#### INSTRUCTIONS TO FOLLOW
Please restate the following records word for word.

#### DATA LISTING

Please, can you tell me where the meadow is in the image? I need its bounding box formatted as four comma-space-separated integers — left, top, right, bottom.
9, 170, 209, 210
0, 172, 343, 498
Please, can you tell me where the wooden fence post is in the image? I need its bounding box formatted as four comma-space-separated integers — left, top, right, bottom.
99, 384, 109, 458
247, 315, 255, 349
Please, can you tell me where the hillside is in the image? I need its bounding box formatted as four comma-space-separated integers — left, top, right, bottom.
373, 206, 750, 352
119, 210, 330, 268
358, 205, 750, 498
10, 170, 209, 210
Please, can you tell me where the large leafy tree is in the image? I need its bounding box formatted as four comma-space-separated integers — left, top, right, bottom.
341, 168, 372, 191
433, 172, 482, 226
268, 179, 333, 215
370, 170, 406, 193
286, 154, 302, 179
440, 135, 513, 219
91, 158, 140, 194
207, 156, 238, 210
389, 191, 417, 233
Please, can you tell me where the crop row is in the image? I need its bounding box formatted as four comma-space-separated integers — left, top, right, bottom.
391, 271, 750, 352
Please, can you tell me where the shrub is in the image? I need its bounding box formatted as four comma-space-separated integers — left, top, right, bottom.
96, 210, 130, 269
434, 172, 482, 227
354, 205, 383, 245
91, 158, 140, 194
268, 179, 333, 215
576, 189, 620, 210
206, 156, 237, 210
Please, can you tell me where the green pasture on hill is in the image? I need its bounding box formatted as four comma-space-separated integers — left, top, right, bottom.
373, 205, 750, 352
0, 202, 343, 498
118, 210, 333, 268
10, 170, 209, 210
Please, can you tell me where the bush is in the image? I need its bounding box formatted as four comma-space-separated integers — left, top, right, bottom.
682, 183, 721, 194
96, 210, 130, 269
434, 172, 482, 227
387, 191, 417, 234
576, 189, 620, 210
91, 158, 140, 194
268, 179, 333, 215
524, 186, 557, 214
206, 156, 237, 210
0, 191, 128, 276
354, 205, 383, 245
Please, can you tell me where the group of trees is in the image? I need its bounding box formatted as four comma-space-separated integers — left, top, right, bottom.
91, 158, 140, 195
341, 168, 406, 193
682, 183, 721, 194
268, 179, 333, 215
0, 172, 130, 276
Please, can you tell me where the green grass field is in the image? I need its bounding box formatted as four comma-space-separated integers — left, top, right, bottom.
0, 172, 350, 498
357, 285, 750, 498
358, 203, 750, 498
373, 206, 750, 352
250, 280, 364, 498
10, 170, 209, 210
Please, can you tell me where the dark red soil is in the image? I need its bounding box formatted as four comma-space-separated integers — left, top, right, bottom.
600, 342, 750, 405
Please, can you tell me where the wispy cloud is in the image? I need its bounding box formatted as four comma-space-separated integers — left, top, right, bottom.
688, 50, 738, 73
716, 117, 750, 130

#### EXERCISE OUTPUT
Please, can you tell me where the meadow is in the image? I need its bounding box formatted as four comma-space-separated integers — left, top, right, bottom.
9, 170, 209, 210
0, 172, 343, 498
Please, can you tell me where the wooden fence post is in the image? I need its bounding box formatted as four comma-space-separated integers — left, top, right, bottom.
99, 384, 109, 458
247, 315, 255, 349
Please, can you tell me where the hillside is in the image? I need its bounding box formatted as four comma-space-separated integers — left, top, right, bottom.
373, 206, 750, 352
119, 210, 330, 268
358, 205, 750, 498
10, 170, 209, 210
Please, can you tell me where the large leafy tree is in the image? I need its bounding box formatted as four comma-space-separated integers — left, top, right, bottom.
341, 168, 372, 191
433, 172, 482, 226
268, 179, 333, 215
370, 170, 406, 193
286, 154, 302, 179
440, 135, 513, 219
91, 158, 140, 194
207, 156, 238, 210
389, 191, 417, 233
Please, can you tell me where the crop row is in the image? I need its bounding box formatted as four comma-space-separated integers — left, top, right, bottom.
391, 271, 750, 352
Please, can you tell me where the shrub is in the image? I need its bounding box formatted as four comma-space-separated integers — left, top, right, bottom.
96, 210, 130, 269
434, 172, 482, 227
354, 205, 383, 245
91, 158, 140, 194
268, 179, 333, 215
576, 189, 620, 210
206, 156, 237, 210
Please, can you tell me where the green pasture on hill is in the image? I need its bounding box formatted as four comma-space-separated integers — left, top, right, bottom.
373, 205, 750, 352
0, 202, 343, 498
118, 210, 333, 268
10, 170, 209, 210
Please, can you tell me where the bush is in the image? I need its bounding box formatted as four comma-space-separated integers — left, top, right, bottom.
682, 183, 721, 194
96, 210, 130, 269
434, 172, 482, 227
387, 191, 417, 234
576, 189, 620, 210
91, 158, 140, 194
268, 179, 333, 215
524, 186, 557, 214
206, 156, 237, 210
0, 191, 128, 276
354, 205, 383, 245
Please, can you tell me where the group of trees is in the image? I need its bounding box formatted as four comma-space-separated integers — left, top, right, bottom.
91, 158, 140, 195
341, 168, 406, 193
682, 183, 721, 194
268, 179, 333, 215
0, 172, 130, 276
Please, can you tell me where the green grass field is in the image? I need its bounding box formatted as four comma-space-separated integers — left, top, right, bottom.
0, 172, 350, 498
357, 285, 750, 498
358, 203, 750, 498
373, 206, 750, 352
250, 280, 364, 498
10, 170, 209, 210
Please, can you tell me where the dark red soil is in the image? I need its bounding box formatted as four comma-space-separated integers — left, top, right, bottom.
600, 342, 750, 405
Please, can you tell me where the wispy cloud is in the image? I need its bounding box formatted as four comma-space-separated integers — left, top, right, bottom.
688, 50, 738, 73
716, 117, 750, 130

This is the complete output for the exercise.